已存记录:
______

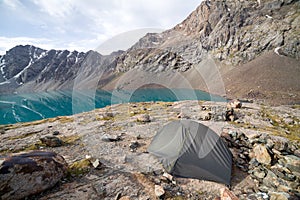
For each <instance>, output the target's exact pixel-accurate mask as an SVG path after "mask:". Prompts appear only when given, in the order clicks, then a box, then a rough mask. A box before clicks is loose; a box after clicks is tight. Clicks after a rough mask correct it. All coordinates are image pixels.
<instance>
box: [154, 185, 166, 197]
mask: <svg viewBox="0 0 300 200" xmlns="http://www.w3.org/2000/svg"><path fill="white" fill-rule="evenodd" d="M154 192H155V196H157V197H158V198H161V197H162V196H163V195H164V194H165V190H164V188H163V187H162V186H160V185H155V186H154Z"/></svg>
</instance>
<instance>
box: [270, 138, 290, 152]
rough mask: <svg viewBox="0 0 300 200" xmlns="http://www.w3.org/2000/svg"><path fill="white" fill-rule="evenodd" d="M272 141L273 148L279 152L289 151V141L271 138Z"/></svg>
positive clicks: (283, 139)
mask: <svg viewBox="0 0 300 200" xmlns="http://www.w3.org/2000/svg"><path fill="white" fill-rule="evenodd" d="M270 139H271V140H272V141H273V143H274V146H273V148H274V149H276V150H278V151H288V143H289V140H288V139H287V138H283V137H280V136H270Z"/></svg>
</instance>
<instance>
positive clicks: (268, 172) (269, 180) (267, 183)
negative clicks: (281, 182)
mask: <svg viewBox="0 0 300 200" xmlns="http://www.w3.org/2000/svg"><path fill="white" fill-rule="evenodd" d="M263 184H264V186H266V187H269V188H272V187H273V188H277V187H278V186H279V185H280V180H279V178H278V177H277V176H276V175H275V174H274V173H273V172H272V171H270V170H268V172H267V176H266V177H265V178H264V179H263Z"/></svg>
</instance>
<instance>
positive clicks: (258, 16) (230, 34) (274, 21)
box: [119, 0, 300, 69]
mask: <svg viewBox="0 0 300 200" xmlns="http://www.w3.org/2000/svg"><path fill="white" fill-rule="evenodd" d="M299 9H300V3H299V1H292V0H286V1H281V0H269V1H254V0H251V1H231V0H229V1H203V2H202V3H201V5H200V6H199V7H198V8H197V9H196V10H195V11H194V12H192V13H191V14H190V15H189V16H188V17H187V18H186V19H185V20H184V21H183V22H182V23H180V24H178V25H176V26H175V27H174V28H173V29H171V30H168V31H165V32H163V33H157V34H148V35H146V36H145V37H144V38H142V39H141V40H140V41H139V42H138V43H137V44H135V45H134V46H133V47H132V48H131V49H129V50H128V51H127V55H126V54H124V55H123V57H122V60H123V61H124V62H123V63H122V64H123V65H119V67H120V68H121V69H124V65H126V67H125V68H127V69H128V65H135V64H136V63H134V64H131V58H135V62H137V63H141V64H144V62H147V63H149V59H148V60H147V59H146V58H149V56H148V57H146V56H145V55H149V51H150V50H148V51H146V52H145V53H144V54H141V53H139V52H140V51H141V49H151V51H150V52H151V53H153V54H155V56H153V57H154V59H151V60H150V62H152V63H155V62H157V61H160V60H159V58H160V55H163V54H164V53H163V52H164V51H171V52H172V53H173V54H177V55H178V57H182V58H184V59H186V60H188V61H189V62H191V63H192V64H196V63H198V62H200V61H201V60H202V59H201V58H203V57H204V54H207V53H209V54H211V55H213V57H214V58H215V59H217V60H219V61H222V62H223V63H225V64H229V65H237V64H241V63H246V62H249V61H251V60H253V59H255V58H257V57H258V56H260V55H261V54H262V53H264V52H266V51H269V50H274V49H276V48H277V51H279V52H280V54H282V55H285V56H288V57H291V58H295V59H299V58H300V54H299V48H300V44H299V41H300V35H299V30H300V25H299V24H300V12H299ZM157 49H159V50H161V51H160V52H161V53H157V51H156V50H157ZM137 57H138V58H137ZM136 58H137V59H136ZM155 58H156V59H155ZM168 59H169V60H174V59H175V60H176V59H177V57H174V56H173V55H171V54H170V56H168ZM174 62H175V61H174ZM184 64H185V63H184ZM184 64H182V65H184ZM172 66H173V65H171V67H172Z"/></svg>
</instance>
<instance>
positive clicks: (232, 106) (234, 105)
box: [227, 99, 242, 109]
mask: <svg viewBox="0 0 300 200" xmlns="http://www.w3.org/2000/svg"><path fill="white" fill-rule="evenodd" d="M241 107H242V102H240V101H239V100H237V99H233V100H231V101H229V102H228V103H227V108H228V109H232V108H241Z"/></svg>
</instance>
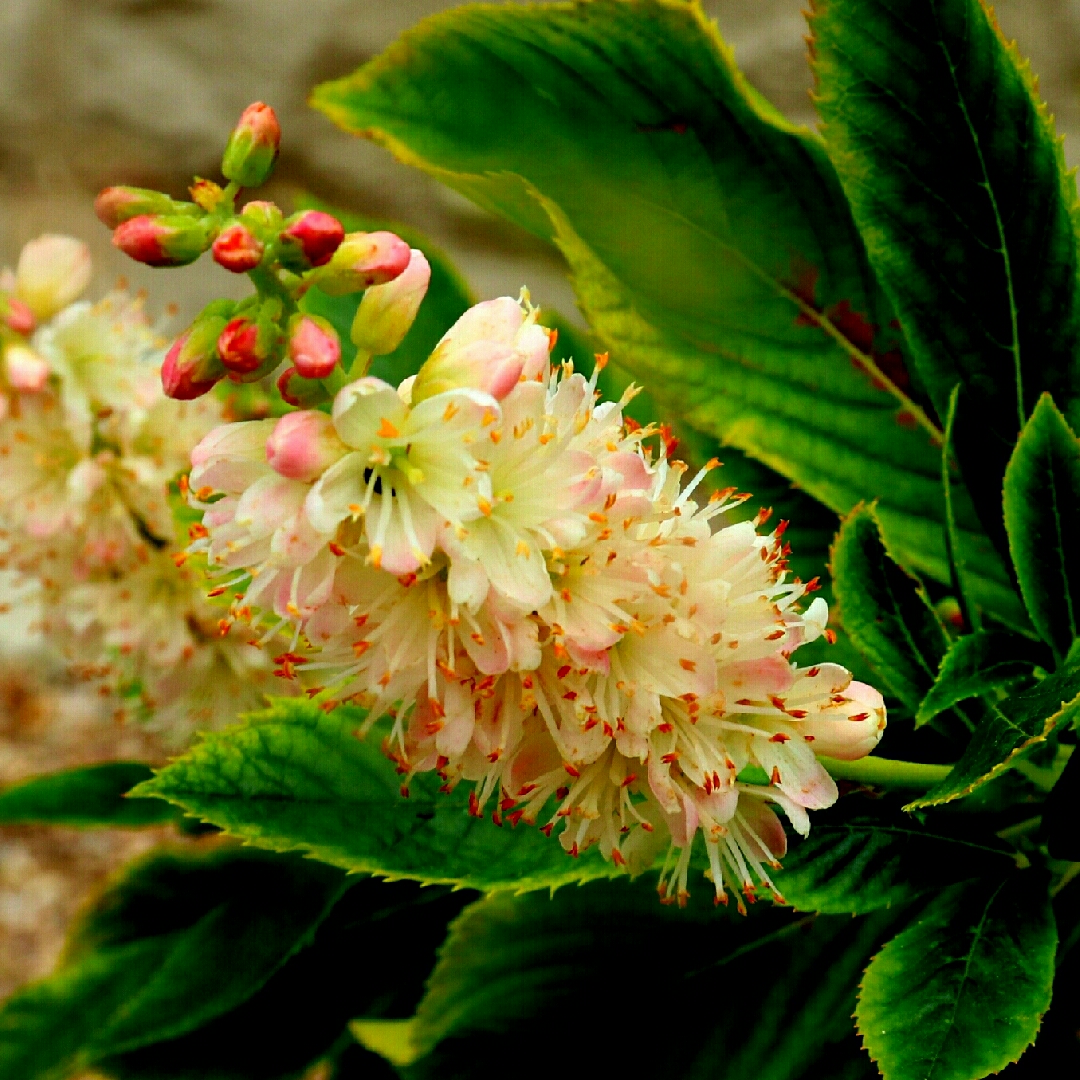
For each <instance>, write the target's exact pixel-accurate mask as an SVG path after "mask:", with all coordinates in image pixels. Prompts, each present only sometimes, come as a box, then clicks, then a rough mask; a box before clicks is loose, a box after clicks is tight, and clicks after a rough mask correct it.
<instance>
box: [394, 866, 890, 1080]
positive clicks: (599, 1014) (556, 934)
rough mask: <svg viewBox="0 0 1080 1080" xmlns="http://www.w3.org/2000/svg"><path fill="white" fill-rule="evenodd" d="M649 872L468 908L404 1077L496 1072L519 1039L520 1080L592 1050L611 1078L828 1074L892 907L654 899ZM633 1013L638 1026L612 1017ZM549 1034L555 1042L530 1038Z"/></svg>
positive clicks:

______

任务说明 ->
把上面全部条目的各行写成编号列表，空行不计，图片不要放进答案。

本题输出 ->
1. For each <instance>, output the target's exact pixel-accurate mask as an SVG path after "mask:". Prompts appear only when given, in the order clicks, then a box, then a rough mask. A box before clicks is loose; a box after clicks is tight. Clicks after a rough mask correct it. All coordinates are image pixels.
2. <instance>
3. box: [154, 185, 166, 197]
4. mask: <svg viewBox="0 0 300 200" xmlns="http://www.w3.org/2000/svg"><path fill="white" fill-rule="evenodd" d="M154 192H155V196H157V197H158V198H161V197H162V196H163V195H164V194H165V190H164V188H163V187H162V186H160V185H155V186H154Z"/></svg>
5. </instance>
6. <instance>
7. box: [270, 138, 290, 152]
8. rough mask: <svg viewBox="0 0 300 200" xmlns="http://www.w3.org/2000/svg"><path fill="white" fill-rule="evenodd" d="M272 141L273 148L279 152L289 151V141L271 138Z"/></svg>
9. positive clicks: (283, 139)
10. mask: <svg viewBox="0 0 300 200" xmlns="http://www.w3.org/2000/svg"><path fill="white" fill-rule="evenodd" d="M270 139H271V140H272V141H273V143H274V146H273V148H274V149H276V150H278V151H288V143H289V140H288V139H287V138H283V137H280V136H270Z"/></svg>
11. </instance>
12. <instance>
13. positive clicks: (268, 172) (269, 180) (267, 183)
14. negative clicks: (281, 182)
15. mask: <svg viewBox="0 0 300 200" xmlns="http://www.w3.org/2000/svg"><path fill="white" fill-rule="evenodd" d="M263 184H264V186H266V187H269V188H272V187H273V188H277V187H278V186H279V185H280V180H279V178H278V177H277V176H276V175H275V174H274V173H273V172H272V171H270V170H268V172H267V176H266V177H265V178H264V179H263Z"/></svg>
16. </instance>
17. <instance>
18. positive clicks: (258, 16) (230, 34) (274, 21)
19. box: [119, 0, 300, 69]
20. mask: <svg viewBox="0 0 300 200" xmlns="http://www.w3.org/2000/svg"><path fill="white" fill-rule="evenodd" d="M299 9H300V3H299V1H292V0H286V1H281V0H269V1H254V0H251V1H231V0H229V1H203V2H202V3H201V5H200V6H199V7H198V8H197V9H196V10H195V11H194V12H192V13H191V14H190V15H189V16H188V17H187V18H186V19H185V20H184V21H183V22H182V23H180V24H178V25H176V26H175V27H174V28H173V29H171V30H168V31H165V32H163V33H157V34H148V35H146V36H145V37H144V38H142V39H141V40H140V41H139V42H138V43H137V44H135V45H134V46H133V47H132V48H131V49H129V50H128V51H127V55H126V54H124V55H123V57H122V60H123V61H124V62H123V63H122V64H123V65H119V67H120V68H121V69H124V65H126V67H125V68H127V69H128V65H135V64H136V63H134V64H131V58H135V62H137V63H141V64H144V62H147V63H149V59H148V60H147V59H146V58H149V56H148V57H146V56H145V55H149V51H150V50H148V51H146V52H145V53H144V54H141V53H139V52H140V51H141V49H151V51H150V52H151V53H153V54H155V56H153V57H154V59H151V60H150V62H152V63H155V62H157V61H160V60H159V58H160V55H163V54H164V53H163V52H164V51H171V52H172V53H173V54H177V55H178V57H182V58H184V59H186V60H188V61H189V62H191V63H192V64H196V63H198V62H200V61H201V60H202V59H201V58H203V57H204V54H207V53H209V54H211V55H213V57H214V58H215V59H217V60H219V61H222V62H223V63H225V64H229V65H237V64H241V63H246V62H249V61H251V60H253V59H255V58H257V57H258V56H260V55H261V54H262V53H264V52H266V51H269V50H274V49H276V48H277V51H279V52H280V54H282V55H285V56H288V57H291V58H295V59H299V58H300V54H299V48H300V44H299V41H300V35H299V30H300V25H299V24H300V12H299ZM157 49H159V50H161V51H160V52H161V53H157V51H156V50H157ZM137 57H138V58H137ZM136 58H137V59H136ZM155 58H156V59H155ZM168 59H169V60H174V59H175V60H176V59H177V57H174V56H173V55H171V54H170V56H168ZM174 62H175V61H174ZM184 64H185V63H184ZM184 64H182V65H184ZM172 66H173V65H171V67H172Z"/></svg>
21. </instance>
22. <instance>
23. positive clicks: (232, 106) (234, 105)
24. box: [227, 99, 242, 109]
25. mask: <svg viewBox="0 0 300 200" xmlns="http://www.w3.org/2000/svg"><path fill="white" fill-rule="evenodd" d="M241 107H242V102H240V101H239V100H237V99H233V100H231V101H229V102H228V103H227V108H228V109H232V108H241Z"/></svg>
26. </instance>
27. For each <instance>, write the target's exact pixel-accurate mask as an SVG path after "mask:", with all coordinates in image pixels. Prompts, each present only sometimes, come as a box, then clicks, then a rough mask; a box before clicks is loose, a box after clicks is tight, and clicks after a rough mask correct it.
28. <instance>
29. box: [394, 866, 890, 1080]
30. positive clicks: (599, 1014) (556, 934)
31. rough mask: <svg viewBox="0 0 1080 1080" xmlns="http://www.w3.org/2000/svg"><path fill="white" fill-rule="evenodd" d="M649 872L468 908L404 1077L496 1072L519 1039L520 1080L592 1050L611 1078L828 1074L892 907L654 899ZM633 1013L638 1026L612 1017ZM549 1034L555 1042L530 1038Z"/></svg>
32. positive clicks:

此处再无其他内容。